◆ About this task ◆
According to the passage on indoor air quality, about what share of their time do Americans spend indoors on average?

◆ Passage ◆
<<<<

Do you find it difficult to breathe?  Not because of your health or your lungs, but because of all the viruses, droplets, and other nasty things we never thought about before?  With the advent of Covid 19, we have been hearing more and more about how viruses spread and more and more about the health of our breathing air.

There is a growing interest in ensuring good indoor air quality in our homes and places of work (now many times one and the same.)  According to the Environmental Protection Agency, Americans spend on average about 90% of their time indoors and the concentration of pollutants in the indoor air are two to five times higher than in outdoor air.  This is because the indoor air is trapped by our walls, ceilings, and floors, so the pollutants found in the air concentrate into higher and higher levels.

>>>>

◆ Supplied records ◆
<<<<

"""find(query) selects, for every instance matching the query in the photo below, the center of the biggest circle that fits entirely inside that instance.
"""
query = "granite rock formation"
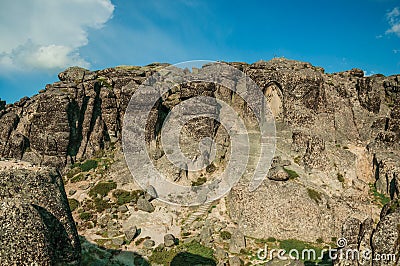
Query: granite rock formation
(35, 220)
(338, 141)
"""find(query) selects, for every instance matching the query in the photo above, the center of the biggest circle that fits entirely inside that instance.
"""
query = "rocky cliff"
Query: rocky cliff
(36, 222)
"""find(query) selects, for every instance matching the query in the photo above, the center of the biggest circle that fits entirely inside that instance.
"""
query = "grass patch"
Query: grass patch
(225, 235)
(192, 253)
(297, 160)
(292, 244)
(101, 205)
(379, 198)
(141, 240)
(73, 172)
(200, 181)
(124, 196)
(314, 195)
(102, 189)
(77, 178)
(88, 165)
(340, 177)
(292, 174)
(73, 204)
(85, 216)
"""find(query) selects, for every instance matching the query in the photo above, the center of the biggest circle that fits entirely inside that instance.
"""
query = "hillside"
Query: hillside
(335, 171)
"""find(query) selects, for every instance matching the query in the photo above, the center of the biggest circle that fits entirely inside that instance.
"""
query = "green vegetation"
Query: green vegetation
(77, 178)
(102, 189)
(292, 174)
(72, 172)
(101, 205)
(340, 177)
(300, 246)
(73, 204)
(88, 165)
(211, 168)
(85, 216)
(140, 240)
(104, 83)
(378, 197)
(314, 195)
(192, 253)
(225, 235)
(200, 181)
(124, 196)
(297, 160)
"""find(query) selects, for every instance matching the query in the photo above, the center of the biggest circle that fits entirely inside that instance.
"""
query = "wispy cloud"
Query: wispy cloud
(393, 18)
(46, 34)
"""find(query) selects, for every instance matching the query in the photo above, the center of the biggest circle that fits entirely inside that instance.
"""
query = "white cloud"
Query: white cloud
(46, 34)
(393, 17)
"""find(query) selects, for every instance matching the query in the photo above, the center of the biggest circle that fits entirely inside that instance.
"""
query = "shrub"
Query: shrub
(124, 196)
(297, 160)
(101, 205)
(73, 204)
(77, 178)
(140, 240)
(102, 189)
(379, 197)
(314, 195)
(225, 235)
(85, 216)
(340, 177)
(292, 174)
(200, 181)
(192, 253)
(88, 165)
(72, 172)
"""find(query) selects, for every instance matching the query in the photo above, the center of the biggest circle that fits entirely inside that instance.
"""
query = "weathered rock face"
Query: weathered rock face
(338, 131)
(330, 126)
(375, 246)
(35, 221)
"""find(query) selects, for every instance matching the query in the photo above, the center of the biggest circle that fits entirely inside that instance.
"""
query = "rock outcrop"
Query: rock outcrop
(372, 246)
(337, 135)
(35, 220)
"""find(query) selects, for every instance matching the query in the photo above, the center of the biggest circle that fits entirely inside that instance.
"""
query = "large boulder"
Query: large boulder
(35, 220)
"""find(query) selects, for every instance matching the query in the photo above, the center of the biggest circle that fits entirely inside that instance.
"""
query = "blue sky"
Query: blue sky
(40, 38)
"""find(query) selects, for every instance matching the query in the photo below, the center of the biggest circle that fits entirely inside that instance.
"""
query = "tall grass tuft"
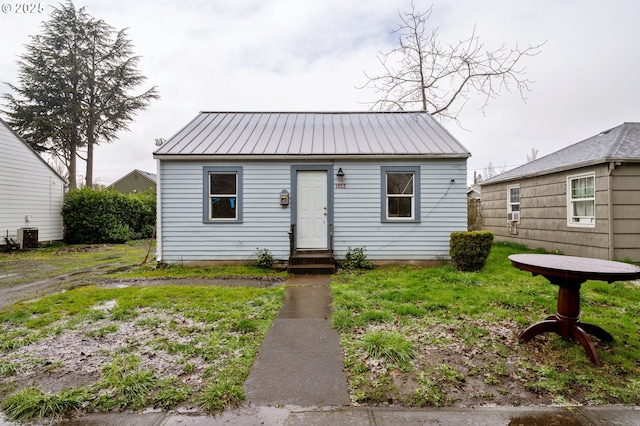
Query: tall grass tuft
(387, 345)
(31, 403)
(224, 393)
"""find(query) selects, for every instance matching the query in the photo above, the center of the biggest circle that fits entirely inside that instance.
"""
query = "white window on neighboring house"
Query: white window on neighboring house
(581, 200)
(513, 203)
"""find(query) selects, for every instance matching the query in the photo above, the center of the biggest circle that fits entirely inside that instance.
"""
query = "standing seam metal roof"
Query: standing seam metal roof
(313, 133)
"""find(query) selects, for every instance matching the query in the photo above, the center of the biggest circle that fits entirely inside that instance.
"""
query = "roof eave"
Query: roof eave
(497, 179)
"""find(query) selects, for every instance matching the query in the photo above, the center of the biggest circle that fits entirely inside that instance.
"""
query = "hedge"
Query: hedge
(469, 250)
(107, 216)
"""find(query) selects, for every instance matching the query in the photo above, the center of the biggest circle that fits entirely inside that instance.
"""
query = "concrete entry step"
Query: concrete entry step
(312, 262)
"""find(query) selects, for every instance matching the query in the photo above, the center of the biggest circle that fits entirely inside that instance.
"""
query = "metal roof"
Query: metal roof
(320, 134)
(621, 143)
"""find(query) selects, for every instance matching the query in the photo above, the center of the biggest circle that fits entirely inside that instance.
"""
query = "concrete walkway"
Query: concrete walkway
(300, 362)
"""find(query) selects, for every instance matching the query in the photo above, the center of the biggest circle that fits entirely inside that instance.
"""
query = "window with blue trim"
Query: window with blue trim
(401, 197)
(222, 194)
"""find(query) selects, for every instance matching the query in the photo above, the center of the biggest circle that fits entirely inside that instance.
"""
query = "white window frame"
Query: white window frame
(573, 219)
(207, 195)
(414, 196)
(510, 204)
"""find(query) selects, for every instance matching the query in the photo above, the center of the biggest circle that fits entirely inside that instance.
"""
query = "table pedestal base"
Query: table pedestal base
(566, 322)
(569, 329)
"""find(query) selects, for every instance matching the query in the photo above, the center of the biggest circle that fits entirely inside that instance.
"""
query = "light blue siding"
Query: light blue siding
(186, 237)
(265, 224)
(442, 211)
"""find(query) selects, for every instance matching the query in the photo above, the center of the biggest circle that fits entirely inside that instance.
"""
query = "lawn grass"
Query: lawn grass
(411, 336)
(160, 346)
(58, 259)
(468, 323)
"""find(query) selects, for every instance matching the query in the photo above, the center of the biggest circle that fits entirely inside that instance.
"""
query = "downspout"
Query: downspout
(612, 167)
(158, 214)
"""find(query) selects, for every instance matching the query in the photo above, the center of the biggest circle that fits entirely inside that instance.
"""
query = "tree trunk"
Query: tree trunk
(89, 178)
(72, 166)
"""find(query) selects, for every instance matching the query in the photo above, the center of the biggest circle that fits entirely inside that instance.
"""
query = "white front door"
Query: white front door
(311, 229)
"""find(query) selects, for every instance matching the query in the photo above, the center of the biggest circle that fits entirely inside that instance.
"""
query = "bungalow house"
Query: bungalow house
(296, 182)
(583, 200)
(135, 182)
(31, 193)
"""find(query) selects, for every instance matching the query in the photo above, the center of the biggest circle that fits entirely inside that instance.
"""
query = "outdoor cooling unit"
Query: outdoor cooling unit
(28, 238)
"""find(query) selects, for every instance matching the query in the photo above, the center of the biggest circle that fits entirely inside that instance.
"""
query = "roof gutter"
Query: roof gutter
(289, 157)
(560, 169)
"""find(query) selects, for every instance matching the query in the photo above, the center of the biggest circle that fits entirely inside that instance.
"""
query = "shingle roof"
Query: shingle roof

>>>>

◆ Solution ◆
About 90%, according to the Environmental Protection Agency.